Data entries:
----------------
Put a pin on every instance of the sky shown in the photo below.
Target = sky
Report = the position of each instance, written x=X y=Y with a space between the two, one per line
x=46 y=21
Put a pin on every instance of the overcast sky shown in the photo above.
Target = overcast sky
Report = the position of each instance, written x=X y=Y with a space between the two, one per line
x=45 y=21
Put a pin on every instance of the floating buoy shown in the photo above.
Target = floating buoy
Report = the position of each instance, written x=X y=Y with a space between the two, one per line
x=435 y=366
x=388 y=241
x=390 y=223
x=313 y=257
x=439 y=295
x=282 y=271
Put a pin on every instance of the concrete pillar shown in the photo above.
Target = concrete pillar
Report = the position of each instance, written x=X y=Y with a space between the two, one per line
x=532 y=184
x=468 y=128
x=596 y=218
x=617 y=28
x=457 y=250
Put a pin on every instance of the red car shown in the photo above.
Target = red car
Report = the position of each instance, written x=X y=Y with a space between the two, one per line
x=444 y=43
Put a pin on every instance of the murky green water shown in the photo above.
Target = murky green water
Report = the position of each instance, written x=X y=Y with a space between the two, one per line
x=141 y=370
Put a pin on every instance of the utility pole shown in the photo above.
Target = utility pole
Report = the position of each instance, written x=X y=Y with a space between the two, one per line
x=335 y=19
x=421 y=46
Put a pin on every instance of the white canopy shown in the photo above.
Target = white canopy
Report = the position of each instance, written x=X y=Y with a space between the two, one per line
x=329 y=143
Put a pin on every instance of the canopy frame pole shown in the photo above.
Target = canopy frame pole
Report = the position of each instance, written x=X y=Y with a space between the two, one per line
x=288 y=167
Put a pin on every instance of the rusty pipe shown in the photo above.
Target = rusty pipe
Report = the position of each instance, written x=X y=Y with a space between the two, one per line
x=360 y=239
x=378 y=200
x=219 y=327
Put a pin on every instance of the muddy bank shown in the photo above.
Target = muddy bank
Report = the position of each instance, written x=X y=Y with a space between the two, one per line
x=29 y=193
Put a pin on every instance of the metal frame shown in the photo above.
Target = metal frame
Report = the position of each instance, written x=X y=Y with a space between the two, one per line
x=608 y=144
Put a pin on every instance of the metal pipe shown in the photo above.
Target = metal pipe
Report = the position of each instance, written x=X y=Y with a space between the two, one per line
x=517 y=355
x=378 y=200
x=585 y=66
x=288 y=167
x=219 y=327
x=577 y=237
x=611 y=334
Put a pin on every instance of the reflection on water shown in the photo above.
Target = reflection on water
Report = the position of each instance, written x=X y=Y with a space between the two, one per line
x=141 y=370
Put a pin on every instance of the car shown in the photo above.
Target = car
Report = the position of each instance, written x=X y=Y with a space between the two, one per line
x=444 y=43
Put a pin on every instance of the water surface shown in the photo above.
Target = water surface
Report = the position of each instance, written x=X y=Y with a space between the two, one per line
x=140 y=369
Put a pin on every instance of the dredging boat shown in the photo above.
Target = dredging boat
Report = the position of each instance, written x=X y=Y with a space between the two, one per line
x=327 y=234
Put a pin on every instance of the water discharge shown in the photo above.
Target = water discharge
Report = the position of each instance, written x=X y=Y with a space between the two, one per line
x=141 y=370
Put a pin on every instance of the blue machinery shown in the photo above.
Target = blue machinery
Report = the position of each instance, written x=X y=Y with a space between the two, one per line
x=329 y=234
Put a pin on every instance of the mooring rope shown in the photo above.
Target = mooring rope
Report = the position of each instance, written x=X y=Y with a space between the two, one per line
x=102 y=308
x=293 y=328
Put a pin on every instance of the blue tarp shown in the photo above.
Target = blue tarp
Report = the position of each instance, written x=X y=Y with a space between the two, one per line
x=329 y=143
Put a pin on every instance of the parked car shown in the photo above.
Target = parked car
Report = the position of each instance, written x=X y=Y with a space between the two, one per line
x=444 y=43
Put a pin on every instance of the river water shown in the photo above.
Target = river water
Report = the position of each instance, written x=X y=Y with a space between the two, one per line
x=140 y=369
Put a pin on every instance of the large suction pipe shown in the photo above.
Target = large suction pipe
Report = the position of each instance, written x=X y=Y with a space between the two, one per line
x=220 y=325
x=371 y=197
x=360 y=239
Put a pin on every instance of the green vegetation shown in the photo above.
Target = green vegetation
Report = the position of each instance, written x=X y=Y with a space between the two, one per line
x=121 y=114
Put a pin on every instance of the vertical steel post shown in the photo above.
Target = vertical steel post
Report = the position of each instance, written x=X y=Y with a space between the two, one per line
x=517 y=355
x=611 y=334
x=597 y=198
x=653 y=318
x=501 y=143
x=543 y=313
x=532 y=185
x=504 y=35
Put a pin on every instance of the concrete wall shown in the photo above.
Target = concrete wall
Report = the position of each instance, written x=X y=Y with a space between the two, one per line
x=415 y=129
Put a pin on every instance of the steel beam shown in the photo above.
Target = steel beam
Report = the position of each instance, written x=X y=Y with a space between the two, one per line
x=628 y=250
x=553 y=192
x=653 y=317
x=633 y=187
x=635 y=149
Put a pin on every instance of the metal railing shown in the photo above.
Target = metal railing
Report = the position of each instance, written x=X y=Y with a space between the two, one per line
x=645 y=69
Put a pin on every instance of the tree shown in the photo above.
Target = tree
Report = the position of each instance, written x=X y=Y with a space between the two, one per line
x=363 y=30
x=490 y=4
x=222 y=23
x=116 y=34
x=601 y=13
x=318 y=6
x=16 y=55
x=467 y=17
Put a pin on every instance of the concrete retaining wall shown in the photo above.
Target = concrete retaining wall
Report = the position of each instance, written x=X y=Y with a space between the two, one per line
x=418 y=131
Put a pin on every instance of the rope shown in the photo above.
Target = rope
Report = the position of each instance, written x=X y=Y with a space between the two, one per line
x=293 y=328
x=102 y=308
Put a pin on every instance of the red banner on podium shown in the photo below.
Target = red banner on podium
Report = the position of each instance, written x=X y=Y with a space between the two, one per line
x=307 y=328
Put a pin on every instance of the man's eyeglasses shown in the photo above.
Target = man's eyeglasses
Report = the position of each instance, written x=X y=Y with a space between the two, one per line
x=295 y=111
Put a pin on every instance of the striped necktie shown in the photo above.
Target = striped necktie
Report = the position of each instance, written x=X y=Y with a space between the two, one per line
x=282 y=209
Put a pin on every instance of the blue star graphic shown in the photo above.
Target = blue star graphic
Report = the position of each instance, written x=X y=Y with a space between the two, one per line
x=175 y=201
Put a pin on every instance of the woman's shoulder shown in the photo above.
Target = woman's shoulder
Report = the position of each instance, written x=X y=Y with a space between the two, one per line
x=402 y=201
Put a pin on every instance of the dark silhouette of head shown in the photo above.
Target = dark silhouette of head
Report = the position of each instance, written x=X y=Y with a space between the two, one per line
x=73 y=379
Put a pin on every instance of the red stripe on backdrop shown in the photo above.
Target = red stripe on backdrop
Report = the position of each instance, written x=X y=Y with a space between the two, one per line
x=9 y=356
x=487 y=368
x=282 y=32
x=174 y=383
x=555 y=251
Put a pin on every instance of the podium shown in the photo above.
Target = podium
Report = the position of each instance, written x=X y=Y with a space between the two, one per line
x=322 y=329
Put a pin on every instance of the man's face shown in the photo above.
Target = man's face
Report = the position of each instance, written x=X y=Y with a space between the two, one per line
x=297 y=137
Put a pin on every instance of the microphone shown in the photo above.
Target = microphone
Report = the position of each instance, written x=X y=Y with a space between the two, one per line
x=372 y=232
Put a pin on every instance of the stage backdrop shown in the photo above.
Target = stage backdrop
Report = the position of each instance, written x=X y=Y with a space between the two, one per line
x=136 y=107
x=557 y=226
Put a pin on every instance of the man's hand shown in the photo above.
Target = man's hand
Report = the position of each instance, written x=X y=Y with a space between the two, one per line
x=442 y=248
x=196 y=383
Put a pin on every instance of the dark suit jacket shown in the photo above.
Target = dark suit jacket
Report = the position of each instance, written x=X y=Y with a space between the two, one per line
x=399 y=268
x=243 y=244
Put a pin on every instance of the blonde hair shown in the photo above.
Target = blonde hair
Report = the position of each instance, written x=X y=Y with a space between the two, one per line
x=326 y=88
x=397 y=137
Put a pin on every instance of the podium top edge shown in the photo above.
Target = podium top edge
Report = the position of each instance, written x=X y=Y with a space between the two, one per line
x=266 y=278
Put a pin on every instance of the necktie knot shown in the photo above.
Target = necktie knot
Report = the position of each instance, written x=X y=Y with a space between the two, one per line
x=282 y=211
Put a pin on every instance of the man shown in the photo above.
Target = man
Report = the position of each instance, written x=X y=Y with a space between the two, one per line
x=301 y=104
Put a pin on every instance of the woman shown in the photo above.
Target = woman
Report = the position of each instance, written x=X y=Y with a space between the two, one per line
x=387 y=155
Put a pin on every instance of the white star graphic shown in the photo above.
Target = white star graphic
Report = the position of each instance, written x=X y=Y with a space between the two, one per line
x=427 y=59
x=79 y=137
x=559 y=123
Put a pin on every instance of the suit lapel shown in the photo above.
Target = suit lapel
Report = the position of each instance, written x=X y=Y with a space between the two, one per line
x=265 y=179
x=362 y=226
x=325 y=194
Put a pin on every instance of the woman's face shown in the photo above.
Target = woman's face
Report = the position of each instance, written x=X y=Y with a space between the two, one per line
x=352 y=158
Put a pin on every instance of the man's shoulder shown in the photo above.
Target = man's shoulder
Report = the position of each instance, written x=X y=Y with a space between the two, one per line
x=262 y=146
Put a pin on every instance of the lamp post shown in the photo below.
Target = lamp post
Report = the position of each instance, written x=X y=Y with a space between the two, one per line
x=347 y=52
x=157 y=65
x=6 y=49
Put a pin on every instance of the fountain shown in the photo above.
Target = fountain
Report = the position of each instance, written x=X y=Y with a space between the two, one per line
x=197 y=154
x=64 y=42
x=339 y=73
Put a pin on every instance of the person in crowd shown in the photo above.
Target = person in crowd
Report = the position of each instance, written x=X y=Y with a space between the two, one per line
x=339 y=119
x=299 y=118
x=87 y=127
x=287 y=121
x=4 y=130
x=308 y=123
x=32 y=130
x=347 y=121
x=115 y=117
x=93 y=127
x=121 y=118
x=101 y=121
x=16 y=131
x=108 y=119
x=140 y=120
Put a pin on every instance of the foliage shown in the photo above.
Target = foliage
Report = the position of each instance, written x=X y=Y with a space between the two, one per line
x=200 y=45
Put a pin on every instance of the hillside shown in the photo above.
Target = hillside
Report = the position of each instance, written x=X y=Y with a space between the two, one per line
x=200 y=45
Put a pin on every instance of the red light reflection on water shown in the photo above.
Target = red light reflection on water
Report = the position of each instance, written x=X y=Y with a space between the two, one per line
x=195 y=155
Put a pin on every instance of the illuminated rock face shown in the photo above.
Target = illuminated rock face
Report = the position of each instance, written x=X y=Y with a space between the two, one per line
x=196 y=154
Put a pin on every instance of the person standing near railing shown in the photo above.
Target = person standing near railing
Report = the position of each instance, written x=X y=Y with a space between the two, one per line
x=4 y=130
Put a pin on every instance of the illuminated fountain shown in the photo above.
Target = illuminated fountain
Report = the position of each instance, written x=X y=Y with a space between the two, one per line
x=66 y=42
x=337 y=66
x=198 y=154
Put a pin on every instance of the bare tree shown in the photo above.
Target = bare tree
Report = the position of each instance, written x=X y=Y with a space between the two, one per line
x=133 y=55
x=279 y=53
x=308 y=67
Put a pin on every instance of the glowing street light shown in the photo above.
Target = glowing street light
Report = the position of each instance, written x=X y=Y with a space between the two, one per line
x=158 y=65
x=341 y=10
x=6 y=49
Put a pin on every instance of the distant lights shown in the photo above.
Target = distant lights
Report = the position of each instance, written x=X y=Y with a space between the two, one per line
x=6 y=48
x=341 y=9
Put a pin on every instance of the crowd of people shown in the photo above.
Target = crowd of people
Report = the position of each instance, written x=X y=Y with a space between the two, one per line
----------------
- _Your objective_:
Whenever a line in the data holds "stage", copy that line.

- _Final answer_:
Put a pin on every instance of the stage backdrop shown in the photo above.
Target = stage backdrop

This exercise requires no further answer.